QUOTED PASSAGE:
*** Block opens ***
The six week holidays. The sound of music as the ice cream van approaches. Children laughing and playing outside. The early tease of a heatwave. Watching the heat twirling up from the tarmac. Sudden torrential rainfall somehow coupled with a hose pipe ban. The sense of nostalgia brought on by the unmistakable scent of freshly cropped serial killers. It must be British summer.

As per tradition, summer this year is accompanied by a drought of new home entertainment. From the film industry’s perspective the logic is probably if we’ve got too much new crap to watch at home, we won’t be out having all the latest Summer blockbusters ladled into our eyes. But while Inception, currently sitting at the top of both the UK and USA box offices, is striking a blow for people who don’t want constant remakes and sequels, the rest of the box office is still clogged up with rehashes, and it doesn’t look like things are going to change anytime soon. This week the big new cinema release is another remake of an old 80s TV show, in which a close-knit but dysfunctional group of outcasts must overcome obstacles and seek a resolution. Starring Liam Neeson as Rose, District 9’s Sharlto Copley as Dorothy, and former UFC light heavyweight champion Quintin ‘Rampage’ Jackson as the man-hungry Southern belle Blanche, the big screen adaptation of The Golden Girls is, in Quitegeist’s opinion, one big budget remake too far.
*** Block closes ***
EXERCISE INSTRUCTIONS:
A: In the passage about British summer, which film is at the top of both the UK and USA box offices?
B: Copy the passage about British summer word for word, from "The six week" up to and including "be British summer.".

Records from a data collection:
*** Block opens ***
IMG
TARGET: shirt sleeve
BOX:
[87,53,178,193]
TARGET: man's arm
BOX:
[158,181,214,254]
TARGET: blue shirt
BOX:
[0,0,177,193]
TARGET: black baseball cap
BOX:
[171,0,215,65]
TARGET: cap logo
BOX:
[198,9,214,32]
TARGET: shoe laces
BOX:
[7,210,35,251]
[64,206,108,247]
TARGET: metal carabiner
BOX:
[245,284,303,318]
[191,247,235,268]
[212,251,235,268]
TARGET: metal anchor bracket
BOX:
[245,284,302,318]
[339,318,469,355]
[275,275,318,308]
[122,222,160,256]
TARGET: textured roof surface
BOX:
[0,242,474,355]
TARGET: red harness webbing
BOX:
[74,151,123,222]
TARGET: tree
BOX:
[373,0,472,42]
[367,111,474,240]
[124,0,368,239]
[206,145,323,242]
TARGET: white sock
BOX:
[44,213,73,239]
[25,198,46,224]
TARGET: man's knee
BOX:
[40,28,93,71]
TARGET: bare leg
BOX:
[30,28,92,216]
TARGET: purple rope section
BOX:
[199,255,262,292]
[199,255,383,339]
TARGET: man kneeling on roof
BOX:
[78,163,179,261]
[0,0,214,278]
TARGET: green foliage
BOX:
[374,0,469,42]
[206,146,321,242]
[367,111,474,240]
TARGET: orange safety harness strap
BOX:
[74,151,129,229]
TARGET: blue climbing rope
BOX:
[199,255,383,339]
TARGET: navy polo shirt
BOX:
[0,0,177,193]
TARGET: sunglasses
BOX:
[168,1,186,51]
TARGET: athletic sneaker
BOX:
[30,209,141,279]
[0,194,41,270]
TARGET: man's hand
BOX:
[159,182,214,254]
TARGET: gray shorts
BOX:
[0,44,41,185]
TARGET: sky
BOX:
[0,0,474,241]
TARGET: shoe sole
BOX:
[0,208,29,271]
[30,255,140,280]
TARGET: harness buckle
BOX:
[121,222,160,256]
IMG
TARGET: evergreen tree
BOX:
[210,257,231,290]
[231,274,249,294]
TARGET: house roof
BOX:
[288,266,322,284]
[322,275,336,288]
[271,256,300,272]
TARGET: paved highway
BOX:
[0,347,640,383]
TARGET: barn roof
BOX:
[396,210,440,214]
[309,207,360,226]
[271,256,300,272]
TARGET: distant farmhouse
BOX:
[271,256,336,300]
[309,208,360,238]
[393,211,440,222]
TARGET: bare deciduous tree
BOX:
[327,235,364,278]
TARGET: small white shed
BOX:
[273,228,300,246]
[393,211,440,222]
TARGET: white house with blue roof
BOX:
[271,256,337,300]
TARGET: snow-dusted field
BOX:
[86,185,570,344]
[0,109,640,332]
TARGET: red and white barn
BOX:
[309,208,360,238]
*** Block closes ***
RESPONSES BY ITEM NUMBER:
A: Inception

B:
The six week holidays. The sound of music as the ice cream van approaches. Children laughing and playing outside. The early tease of a heatwave. Watching the heat twirling up from the tarmac. Sudden torrential rainfall somehow coupled with a hose pipe ban. The sense of nostalgia brought on by the unmistakable scent of freshly cropped serial killers. It must be British summer.